Quote all of the entries word for word.

Position identification records:
* START *

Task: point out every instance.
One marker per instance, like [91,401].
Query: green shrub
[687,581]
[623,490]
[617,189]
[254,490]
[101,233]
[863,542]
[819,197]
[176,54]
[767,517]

* END *

- **REPLY**
Task: point out every instance.
One marker per instance, like [91,401].
Query: green shrub
[687,581]
[623,490]
[617,189]
[254,490]
[101,233]
[863,542]
[819,197]
[176,54]
[767,517]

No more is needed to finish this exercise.